* begin *

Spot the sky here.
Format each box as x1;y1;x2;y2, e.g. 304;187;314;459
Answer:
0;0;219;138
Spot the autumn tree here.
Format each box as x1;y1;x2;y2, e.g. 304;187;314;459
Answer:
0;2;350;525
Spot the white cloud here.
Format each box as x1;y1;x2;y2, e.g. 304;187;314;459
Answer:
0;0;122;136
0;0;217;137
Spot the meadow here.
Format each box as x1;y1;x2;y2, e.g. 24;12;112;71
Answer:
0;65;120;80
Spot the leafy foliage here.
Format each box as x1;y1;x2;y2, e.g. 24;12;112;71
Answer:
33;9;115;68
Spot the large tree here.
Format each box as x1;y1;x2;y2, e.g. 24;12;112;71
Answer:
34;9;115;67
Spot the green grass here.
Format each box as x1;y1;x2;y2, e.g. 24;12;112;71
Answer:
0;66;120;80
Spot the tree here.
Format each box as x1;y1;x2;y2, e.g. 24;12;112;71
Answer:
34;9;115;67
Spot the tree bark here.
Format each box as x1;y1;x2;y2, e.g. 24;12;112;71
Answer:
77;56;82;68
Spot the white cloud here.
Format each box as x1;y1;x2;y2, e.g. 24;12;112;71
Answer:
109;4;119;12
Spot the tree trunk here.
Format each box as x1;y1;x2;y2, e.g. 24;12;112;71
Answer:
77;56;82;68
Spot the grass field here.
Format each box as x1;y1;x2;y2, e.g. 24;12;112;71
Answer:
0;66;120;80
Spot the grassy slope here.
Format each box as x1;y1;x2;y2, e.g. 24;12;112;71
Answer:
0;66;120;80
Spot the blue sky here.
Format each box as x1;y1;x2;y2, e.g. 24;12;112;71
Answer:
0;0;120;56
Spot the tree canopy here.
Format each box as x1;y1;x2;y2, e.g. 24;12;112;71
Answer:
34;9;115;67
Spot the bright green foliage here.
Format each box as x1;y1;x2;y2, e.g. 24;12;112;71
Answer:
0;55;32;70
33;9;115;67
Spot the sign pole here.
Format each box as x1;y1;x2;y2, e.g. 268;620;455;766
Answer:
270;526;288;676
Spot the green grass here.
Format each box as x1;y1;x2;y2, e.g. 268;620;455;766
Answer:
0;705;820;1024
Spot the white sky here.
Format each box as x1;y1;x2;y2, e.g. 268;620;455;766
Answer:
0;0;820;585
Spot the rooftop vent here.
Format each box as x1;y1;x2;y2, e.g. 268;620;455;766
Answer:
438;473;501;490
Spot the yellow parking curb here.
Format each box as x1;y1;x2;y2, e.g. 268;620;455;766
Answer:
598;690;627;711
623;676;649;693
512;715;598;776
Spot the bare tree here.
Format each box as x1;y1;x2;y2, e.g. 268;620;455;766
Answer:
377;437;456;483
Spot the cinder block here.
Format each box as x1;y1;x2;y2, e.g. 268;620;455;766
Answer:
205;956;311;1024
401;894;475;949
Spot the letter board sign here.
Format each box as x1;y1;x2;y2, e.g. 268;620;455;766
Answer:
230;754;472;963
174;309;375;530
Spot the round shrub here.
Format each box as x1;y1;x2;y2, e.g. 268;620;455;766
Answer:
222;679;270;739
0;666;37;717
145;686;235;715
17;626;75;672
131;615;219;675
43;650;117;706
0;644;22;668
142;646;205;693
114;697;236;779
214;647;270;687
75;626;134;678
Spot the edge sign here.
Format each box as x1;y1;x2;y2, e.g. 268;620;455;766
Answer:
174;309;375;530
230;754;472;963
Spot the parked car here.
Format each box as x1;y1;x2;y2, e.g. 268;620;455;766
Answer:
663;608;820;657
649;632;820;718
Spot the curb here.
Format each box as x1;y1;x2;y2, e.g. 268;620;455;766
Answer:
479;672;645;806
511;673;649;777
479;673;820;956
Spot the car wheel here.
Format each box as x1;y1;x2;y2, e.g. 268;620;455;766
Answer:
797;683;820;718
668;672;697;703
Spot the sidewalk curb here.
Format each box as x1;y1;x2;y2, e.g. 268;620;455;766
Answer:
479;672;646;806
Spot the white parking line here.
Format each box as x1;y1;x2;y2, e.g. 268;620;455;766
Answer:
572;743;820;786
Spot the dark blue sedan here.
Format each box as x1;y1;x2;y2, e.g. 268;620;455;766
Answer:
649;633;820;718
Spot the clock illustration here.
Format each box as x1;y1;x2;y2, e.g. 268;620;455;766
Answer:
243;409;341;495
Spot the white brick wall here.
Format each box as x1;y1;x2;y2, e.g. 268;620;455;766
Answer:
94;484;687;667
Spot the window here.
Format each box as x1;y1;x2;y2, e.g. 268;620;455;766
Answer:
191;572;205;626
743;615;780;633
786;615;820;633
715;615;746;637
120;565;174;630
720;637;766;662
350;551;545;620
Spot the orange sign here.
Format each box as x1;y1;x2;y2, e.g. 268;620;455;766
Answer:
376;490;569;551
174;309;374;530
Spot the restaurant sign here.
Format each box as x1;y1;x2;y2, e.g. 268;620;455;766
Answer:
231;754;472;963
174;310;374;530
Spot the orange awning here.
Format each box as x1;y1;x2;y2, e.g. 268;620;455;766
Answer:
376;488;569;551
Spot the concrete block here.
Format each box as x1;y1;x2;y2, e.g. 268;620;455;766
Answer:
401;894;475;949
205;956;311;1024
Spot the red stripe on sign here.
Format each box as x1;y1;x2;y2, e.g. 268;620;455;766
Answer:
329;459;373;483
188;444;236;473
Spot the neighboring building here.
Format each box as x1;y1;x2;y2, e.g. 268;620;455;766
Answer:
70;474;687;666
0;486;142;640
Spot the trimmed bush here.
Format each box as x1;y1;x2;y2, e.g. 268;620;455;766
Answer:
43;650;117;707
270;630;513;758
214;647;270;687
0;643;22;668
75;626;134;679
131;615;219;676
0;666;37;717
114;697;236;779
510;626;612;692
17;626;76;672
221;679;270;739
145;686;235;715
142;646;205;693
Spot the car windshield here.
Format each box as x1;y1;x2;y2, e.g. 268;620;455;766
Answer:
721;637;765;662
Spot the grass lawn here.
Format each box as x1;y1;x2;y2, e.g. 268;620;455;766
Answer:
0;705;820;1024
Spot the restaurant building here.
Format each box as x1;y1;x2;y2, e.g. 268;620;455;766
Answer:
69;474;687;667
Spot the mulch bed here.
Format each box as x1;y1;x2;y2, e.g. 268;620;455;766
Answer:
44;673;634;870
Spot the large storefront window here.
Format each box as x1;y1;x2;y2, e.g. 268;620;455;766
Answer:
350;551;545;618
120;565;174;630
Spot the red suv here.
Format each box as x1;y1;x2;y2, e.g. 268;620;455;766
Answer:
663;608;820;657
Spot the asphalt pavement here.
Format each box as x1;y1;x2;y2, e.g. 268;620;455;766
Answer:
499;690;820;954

* end *

**Set task:**
Print, word for word, the stretch of the listing from the line containing "Spot the neighboring building here." through the end of the listing.

**Reply:**
Spot the neighboring building here.
Format each box as x1;y1;x2;y2, e.g. 268;620;455;766
Answer:
70;474;687;666
0;486;142;640
Spot the trimmed bush here.
Format each box as x1;y1;x2;y2, e.g. 268;620;455;766
Answer:
43;650;117;707
270;630;513;758
214;647;270;687
0;643;22;668
75;626;134;679
131;615;219;676
0;666;37;717
114;697;236;779
510;626;612;692
17;626;76;672
221;679;270;739
145;686;235;715
142;646;205;693
Spot the car windshield here.
Format each box as x1;y1;x2;y2, e.g. 268;620;455;766
Answer:
721;637;765;662
Spot the grass lawn here.
Format each box as x1;y1;x2;y2, e.g. 268;620;455;766
Answer:
0;705;820;1024
Spot the restaurant building here.
Format each box as x1;y1;x2;y2, e.g. 268;620;455;766
Answer:
69;474;687;667
Spot the mulch bed here.
Format each box as x1;y1;x2;y2, e.g. 268;620;455;766
Answer:
44;673;634;870
Spot the large storefront window here.
Format each box as x1;y1;x2;y2, e.g. 268;620;455;766
Answer:
350;551;545;618
120;565;174;630
Spot the red suv here.
Format each box as x1;y1;x2;y2, e.g. 268;620;455;766
Answer:
663;608;820;657
Spot the asphalt pavement here.
Format each box as x1;y1;x2;y2, e.g. 268;620;455;766
Answer:
499;690;820;954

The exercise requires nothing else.